▶ _TO DO_
Only the pictures should be left out; repeat the rest of the data exactly.

▶ _ENTRIES SUPPLIED_
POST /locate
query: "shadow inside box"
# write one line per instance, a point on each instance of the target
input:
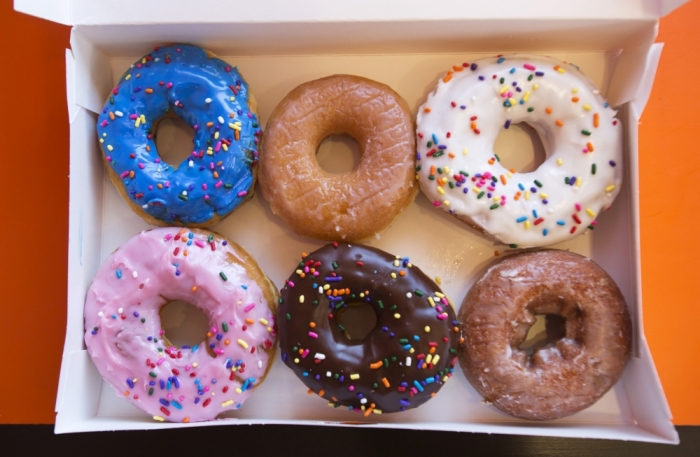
(340, 441)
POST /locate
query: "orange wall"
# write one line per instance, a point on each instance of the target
(33, 271)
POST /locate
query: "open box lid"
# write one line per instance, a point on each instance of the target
(89, 12)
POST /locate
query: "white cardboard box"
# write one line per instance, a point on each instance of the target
(408, 45)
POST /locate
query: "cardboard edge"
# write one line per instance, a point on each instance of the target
(667, 6)
(647, 81)
(93, 73)
(52, 10)
(630, 70)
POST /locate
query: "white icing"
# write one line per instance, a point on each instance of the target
(470, 152)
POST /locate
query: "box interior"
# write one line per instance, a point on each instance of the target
(616, 58)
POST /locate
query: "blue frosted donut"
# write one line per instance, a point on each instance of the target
(210, 96)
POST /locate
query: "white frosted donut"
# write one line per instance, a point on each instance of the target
(459, 171)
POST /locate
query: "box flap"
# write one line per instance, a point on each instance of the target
(652, 63)
(666, 6)
(630, 69)
(89, 12)
(53, 10)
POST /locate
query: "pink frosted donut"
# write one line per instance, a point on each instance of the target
(126, 342)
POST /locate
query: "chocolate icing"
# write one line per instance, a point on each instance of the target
(326, 360)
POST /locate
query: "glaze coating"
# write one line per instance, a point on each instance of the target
(565, 376)
(351, 206)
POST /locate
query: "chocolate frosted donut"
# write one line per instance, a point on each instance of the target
(405, 358)
(566, 376)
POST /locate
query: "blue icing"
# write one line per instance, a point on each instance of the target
(181, 78)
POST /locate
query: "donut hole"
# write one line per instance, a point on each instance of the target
(183, 324)
(545, 332)
(338, 154)
(174, 139)
(520, 148)
(357, 320)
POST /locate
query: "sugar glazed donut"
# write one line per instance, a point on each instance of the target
(126, 342)
(349, 206)
(460, 173)
(565, 376)
(400, 364)
(211, 97)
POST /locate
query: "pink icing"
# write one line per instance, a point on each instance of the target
(122, 313)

▶ _EXERCISE ANSWER_
POST /locate
query: "shadow inside box"
# write one line per instance, a point on each instance of the target
input:
(340, 441)
POST /locate
query: "orange wall"
# write one line per instance, a point on each instance of the target
(33, 271)
POST /locate
query: "open box lid"
# write one line per instance, a point on each instance of the target
(89, 12)
POST /locate
query: "white cardboard box"
# write one line per instance, a point on each instance of the target
(408, 45)
POST /locate
query: "cardboard edge"
# write one line per instance, a point on each instance of the target
(667, 6)
(647, 81)
(93, 73)
(52, 10)
(630, 70)
POST /locate
query: "white icing"
# write one line per instance, a point on each instance of the target
(470, 152)
POST /locate
query: "box interior"
# write one line per instance, a point on each instance of the target
(616, 58)
POST /locate
query: "blue frosted donut"
# write one line per instance, a point on each instance of the target
(210, 96)
POST /locate
query: "white frosted donut"
# write one line per instance, a point on each instance of the target
(459, 171)
POST /locate
query: "box flap"
# write one line per instance, a point on each instance of the target
(652, 63)
(666, 6)
(630, 69)
(89, 12)
(53, 10)
POST /locate
query: "pink frosted donut"
# write one line per instance, a point on each instance of the target
(126, 342)
POST /locate
query: "chocolate icing"
# write one line per instance, a point on each instance of the target
(326, 360)
POST /locate
query: "glaze coating"
# write one line per instance, a point on each instance of the target
(565, 376)
(351, 206)
POST /locate
query: "chocolate frosted donut"
# write one line per instance, a point on each instance of the target
(405, 358)
(566, 376)
POST /locate
query: "blue icing"
# write one line per instance, a point on each instance of the target
(181, 78)
POST /locate
query: "donut hole"
# write one line per instance, a point on each instance of the target
(183, 324)
(545, 332)
(338, 154)
(174, 139)
(520, 148)
(357, 320)
POST /locate
query: "sugar glazed donut"
# write one line per instance, a point on each instance of the target
(126, 342)
(349, 206)
(460, 173)
(565, 376)
(400, 364)
(211, 97)
POST /locate
query: "pink icing"
# write one line per instance, a point on each instance of the target
(122, 313)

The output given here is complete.